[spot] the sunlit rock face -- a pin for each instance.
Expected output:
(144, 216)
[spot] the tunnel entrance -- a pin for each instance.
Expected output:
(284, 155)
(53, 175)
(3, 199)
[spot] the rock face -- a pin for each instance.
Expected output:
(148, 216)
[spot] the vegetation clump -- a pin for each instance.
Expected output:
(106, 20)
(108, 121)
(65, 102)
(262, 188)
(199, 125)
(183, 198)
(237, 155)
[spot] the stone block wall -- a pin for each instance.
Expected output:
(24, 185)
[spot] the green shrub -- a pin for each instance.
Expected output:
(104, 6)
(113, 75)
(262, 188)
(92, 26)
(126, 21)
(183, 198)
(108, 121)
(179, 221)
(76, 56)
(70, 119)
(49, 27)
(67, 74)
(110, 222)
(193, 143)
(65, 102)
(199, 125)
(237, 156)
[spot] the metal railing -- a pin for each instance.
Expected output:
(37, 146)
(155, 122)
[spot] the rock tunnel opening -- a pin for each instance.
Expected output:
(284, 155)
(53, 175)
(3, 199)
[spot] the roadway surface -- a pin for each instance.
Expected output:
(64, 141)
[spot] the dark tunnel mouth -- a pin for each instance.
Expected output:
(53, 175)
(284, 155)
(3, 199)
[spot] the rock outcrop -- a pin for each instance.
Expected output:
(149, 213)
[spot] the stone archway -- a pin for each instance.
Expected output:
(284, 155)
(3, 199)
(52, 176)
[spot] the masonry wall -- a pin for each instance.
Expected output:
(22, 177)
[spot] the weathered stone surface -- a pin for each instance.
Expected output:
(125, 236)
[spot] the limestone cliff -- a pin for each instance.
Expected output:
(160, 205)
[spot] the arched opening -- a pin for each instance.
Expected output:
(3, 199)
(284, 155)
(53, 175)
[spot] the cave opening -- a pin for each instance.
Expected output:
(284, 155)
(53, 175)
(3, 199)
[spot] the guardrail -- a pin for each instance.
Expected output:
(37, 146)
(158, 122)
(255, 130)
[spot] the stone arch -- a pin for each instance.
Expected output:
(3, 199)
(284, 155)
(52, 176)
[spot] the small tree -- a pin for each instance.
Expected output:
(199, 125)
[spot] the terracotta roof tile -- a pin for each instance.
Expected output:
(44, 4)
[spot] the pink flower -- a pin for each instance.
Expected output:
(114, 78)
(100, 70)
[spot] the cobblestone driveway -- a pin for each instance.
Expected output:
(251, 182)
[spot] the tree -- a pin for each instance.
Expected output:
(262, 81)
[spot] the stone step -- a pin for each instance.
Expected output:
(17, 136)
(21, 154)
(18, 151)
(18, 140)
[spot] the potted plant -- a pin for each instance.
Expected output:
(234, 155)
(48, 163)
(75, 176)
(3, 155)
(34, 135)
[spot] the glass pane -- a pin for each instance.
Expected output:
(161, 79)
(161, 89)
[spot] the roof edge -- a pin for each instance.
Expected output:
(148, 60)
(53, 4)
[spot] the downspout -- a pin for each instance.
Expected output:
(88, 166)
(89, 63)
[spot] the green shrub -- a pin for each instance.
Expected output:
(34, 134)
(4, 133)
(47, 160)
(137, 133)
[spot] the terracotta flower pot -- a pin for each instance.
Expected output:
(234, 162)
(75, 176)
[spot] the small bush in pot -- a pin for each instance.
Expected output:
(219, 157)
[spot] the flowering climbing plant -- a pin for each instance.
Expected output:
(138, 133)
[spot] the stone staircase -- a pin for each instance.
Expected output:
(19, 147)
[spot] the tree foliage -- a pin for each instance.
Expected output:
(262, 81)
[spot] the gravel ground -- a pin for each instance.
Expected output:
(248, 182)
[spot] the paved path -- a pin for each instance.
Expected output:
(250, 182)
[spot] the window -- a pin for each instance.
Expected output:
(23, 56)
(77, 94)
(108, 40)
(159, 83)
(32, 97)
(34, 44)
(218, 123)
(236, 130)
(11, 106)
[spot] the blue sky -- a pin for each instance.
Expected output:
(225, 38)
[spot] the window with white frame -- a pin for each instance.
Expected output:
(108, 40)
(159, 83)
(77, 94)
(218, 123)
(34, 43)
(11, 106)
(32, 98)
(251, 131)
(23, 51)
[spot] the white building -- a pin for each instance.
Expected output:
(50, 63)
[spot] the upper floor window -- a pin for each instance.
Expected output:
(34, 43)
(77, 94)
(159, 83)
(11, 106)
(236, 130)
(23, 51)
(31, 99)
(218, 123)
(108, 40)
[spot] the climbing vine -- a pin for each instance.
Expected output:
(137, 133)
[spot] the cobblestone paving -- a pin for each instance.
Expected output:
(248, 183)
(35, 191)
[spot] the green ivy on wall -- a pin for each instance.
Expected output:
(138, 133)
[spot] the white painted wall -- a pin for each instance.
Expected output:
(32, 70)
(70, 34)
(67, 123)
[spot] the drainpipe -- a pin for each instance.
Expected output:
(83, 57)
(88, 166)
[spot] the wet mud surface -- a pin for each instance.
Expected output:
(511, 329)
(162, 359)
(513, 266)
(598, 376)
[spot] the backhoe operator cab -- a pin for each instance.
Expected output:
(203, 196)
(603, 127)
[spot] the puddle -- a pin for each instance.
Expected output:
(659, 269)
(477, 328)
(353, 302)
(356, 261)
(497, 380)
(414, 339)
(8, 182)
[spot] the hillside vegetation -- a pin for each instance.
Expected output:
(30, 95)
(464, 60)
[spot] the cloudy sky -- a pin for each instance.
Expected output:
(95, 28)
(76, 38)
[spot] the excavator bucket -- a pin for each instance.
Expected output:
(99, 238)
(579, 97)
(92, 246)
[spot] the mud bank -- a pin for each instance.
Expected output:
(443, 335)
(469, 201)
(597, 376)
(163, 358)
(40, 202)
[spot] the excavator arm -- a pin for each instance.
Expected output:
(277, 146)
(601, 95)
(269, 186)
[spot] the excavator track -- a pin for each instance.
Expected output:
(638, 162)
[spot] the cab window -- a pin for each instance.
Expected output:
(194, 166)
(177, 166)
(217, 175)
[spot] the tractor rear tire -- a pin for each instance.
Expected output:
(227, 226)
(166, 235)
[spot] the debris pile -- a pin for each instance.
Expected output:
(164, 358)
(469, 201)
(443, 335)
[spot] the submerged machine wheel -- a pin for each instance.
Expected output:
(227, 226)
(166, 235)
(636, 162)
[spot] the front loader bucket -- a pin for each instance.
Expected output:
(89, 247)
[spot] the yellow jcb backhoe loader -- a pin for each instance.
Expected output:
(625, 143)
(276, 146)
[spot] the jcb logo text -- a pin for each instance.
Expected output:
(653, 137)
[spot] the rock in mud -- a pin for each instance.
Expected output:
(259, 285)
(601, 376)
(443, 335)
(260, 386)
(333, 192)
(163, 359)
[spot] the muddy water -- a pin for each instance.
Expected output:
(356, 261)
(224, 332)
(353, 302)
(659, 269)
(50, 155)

━━━

- **Exercise prompt**
Print every record exactly as it was given.

- **Answer for this exercise**
[spot] the sunlit rock face -- a pin for each instance.
Expected output:
(144, 216)
[spot] the tunnel entrance -- a pin for each instance.
Expected output:
(284, 155)
(53, 175)
(3, 199)
[spot] the rock face -- a pin for each instance.
Expected output:
(148, 216)
[spot] the vegetation clump -- a pin for each instance.
Expected output:
(106, 20)
(108, 121)
(65, 102)
(262, 188)
(199, 125)
(183, 198)
(237, 155)
[spot] the stone block wall -- a pin for each instance.
Expected output:
(24, 185)
[spot] the green shrub -- a pin for each instance.
Expected output:
(104, 6)
(113, 75)
(262, 188)
(92, 26)
(126, 21)
(183, 198)
(108, 121)
(179, 221)
(76, 56)
(70, 119)
(49, 27)
(67, 74)
(110, 222)
(193, 143)
(65, 102)
(199, 125)
(237, 156)
[spot] the metal railing -- a pin for each instance.
Expected output:
(37, 146)
(155, 122)
[spot] the rock tunnel opening -- a pin for each instance.
Expected output:
(284, 155)
(53, 175)
(3, 199)
[spot] the roadway surface -- a pin for each instance.
Expected output:
(64, 141)
[spot] the dark tunnel mouth -- a pin for each instance.
Expected output:
(53, 175)
(284, 155)
(3, 199)
[spot] the rock outcrop -- a pin for each instance.
Expected output:
(149, 213)
[spot] the stone archway -- a pin for each instance.
Expected output:
(284, 155)
(3, 199)
(52, 176)
[spot] the masonry wall -- a pin for each instance.
Expected output:
(22, 177)
[spot] the weathered stone surface -- a pin for each instance.
Expected output:
(125, 236)
[spot] the limestone cliff -- a pin for each instance.
Expected output:
(160, 205)
[spot] the arched opening -- a pin for each instance.
Expected output:
(3, 199)
(284, 155)
(53, 175)
[spot] the cave opening -- a pin for each instance.
Expected output:
(284, 155)
(53, 175)
(3, 199)
[spot] the guardrail -- a pin for each instance.
Expected output:
(37, 146)
(158, 122)
(255, 130)
[spot] the stone arch -- a pin for each instance.
Expected output:
(3, 199)
(284, 155)
(52, 176)
[spot] the small tree -- a pin for each instance.
Expected output:
(199, 125)
[spot] the terracotta roof tile -- a pin for each instance.
Expected output:
(44, 4)
[spot] the pink flower -- a pin for each instance.
Expected output:
(114, 78)
(100, 70)
[spot] the cobblestone driveway -- a pin for each instance.
Expected output:
(251, 182)
[spot] the tree -- a pin for each instance.
Expected output:
(262, 81)
[spot] the stone step -- a pin for each instance.
Expected output:
(17, 136)
(21, 154)
(18, 151)
(18, 140)
[spot] the potted plant -- a pin for each instance.
Expected output:
(234, 155)
(48, 163)
(75, 176)
(3, 155)
(34, 135)
[spot] the glass pane -- a pin for each instance.
Expected output:
(161, 79)
(161, 89)
[spot] the roof edge -- a pin for each instance.
Expected output:
(148, 60)
(53, 4)
[spot] the downspout -- a pin for each instance.
Expected output:
(88, 166)
(89, 63)
[spot] the green shrub -- a pin for each instance.
Expected output:
(34, 134)
(4, 133)
(47, 160)
(137, 133)
[spot] the terracotta flower pot -- a pin for each instance.
Expected output:
(234, 162)
(75, 176)
[spot] the small bush in pot -- a pin for each instance.
Expected output:
(219, 157)
[spot] the flowering climbing plant -- a pin for each instance.
Expected output:
(138, 133)
[spot] the stone staircase -- a pin for each instance.
Expected output:
(19, 147)
[spot] the tree foliage -- a pin for each instance.
Expected output:
(262, 81)
[spot] the gravel ground -- a pin for each instance.
Expected output:
(248, 182)
[spot] the paved path -- a pin for each instance.
Expected output:
(250, 182)
[spot] the window -- a pin for each instance.
Expected output:
(23, 56)
(77, 94)
(108, 40)
(159, 83)
(32, 97)
(34, 44)
(218, 123)
(236, 130)
(11, 106)
[spot] the blue sky -- a pin for each instance.
Expected output:
(225, 38)
[spot] the window with white frame -- a pin for each instance.
Expected output:
(108, 40)
(159, 83)
(77, 94)
(218, 123)
(34, 43)
(11, 106)
(32, 98)
(251, 131)
(23, 51)
[spot] the white building -- a pin for each instance.
Expected output:
(50, 63)
[spot] the upper floor window -- a pin for each instance.
Expected output:
(34, 43)
(77, 94)
(159, 83)
(11, 106)
(236, 130)
(23, 51)
(31, 99)
(218, 123)
(108, 40)
[spot] the climbing vine -- a pin for each instance.
Expected output:
(137, 133)
[spot] the cobblestone paving -- a pin for each instance.
Expected output:
(248, 183)
(35, 191)
[spot] the green ivy on wall -- a pin for each instance.
Expected output:
(138, 133)
[spot] the white painted wall -- a pin for each instance.
Expected output:
(32, 70)
(70, 34)
(67, 123)
[spot] the drainpipe -- a pin for each instance.
Expected output:
(83, 57)
(88, 166)
[spot] the wet mud surface -- a pin for each instance.
Expected output:
(511, 329)
(162, 359)
(513, 266)
(598, 376)
[spot] the backhoe operator cab -- a pin for each instance.
Expected output:
(203, 196)
(603, 127)
[spot] the puddle -- a pin for each instance.
Expected output:
(659, 269)
(477, 328)
(353, 302)
(356, 261)
(497, 380)
(414, 339)
(8, 182)
[spot] the hillside vegetation -- a pin for each instance.
Expected output:
(30, 95)
(464, 60)
[spot] the cloudy sky -- a pin for each instance.
Expected output:
(95, 28)
(76, 38)
[spot] the excavator bucket -- a pin for each instance.
Expected output:
(99, 238)
(579, 97)
(92, 246)
[spot] the mud bank -- a pin for each instance.
Expected output:
(443, 335)
(469, 201)
(597, 376)
(163, 358)
(40, 202)
[spot] the excavator arm -- a pin for each instance.
Expected output:
(277, 146)
(601, 95)
(269, 186)
[spot] the excavator track -- a pin for each instance.
Expected output:
(638, 162)
[spot] the cab window -- a pin for each instance.
Expected output:
(194, 166)
(177, 166)
(217, 175)
[spot] the tractor rear tire -- a pin for each instance.
Expected output:
(227, 226)
(166, 235)
[spot] the debris pile -- a pin for each instance.
Expected output:
(164, 358)
(469, 201)
(443, 335)
[spot] the submerged machine wheel -- a pin for each instance.
Expected output:
(227, 226)
(166, 235)
(636, 162)
[spot] the front loader bucket -- a pin for each instance.
Expected output:
(89, 247)
[spot] the yellow jcb backhoe loader -- a pin for each instance.
Expected output:
(625, 143)
(276, 146)
[spot] the jcb logo text -- a pin for each instance.
Expected output:
(653, 137)
[spot] the rock in mud -- a pin for each instance.
Expected output:
(259, 285)
(601, 376)
(443, 335)
(260, 386)
(333, 192)
(163, 359)
[spot] the muddy water -- a pin for each instance.
Expected output:
(356, 261)
(224, 332)
(353, 302)
(659, 269)
(50, 155)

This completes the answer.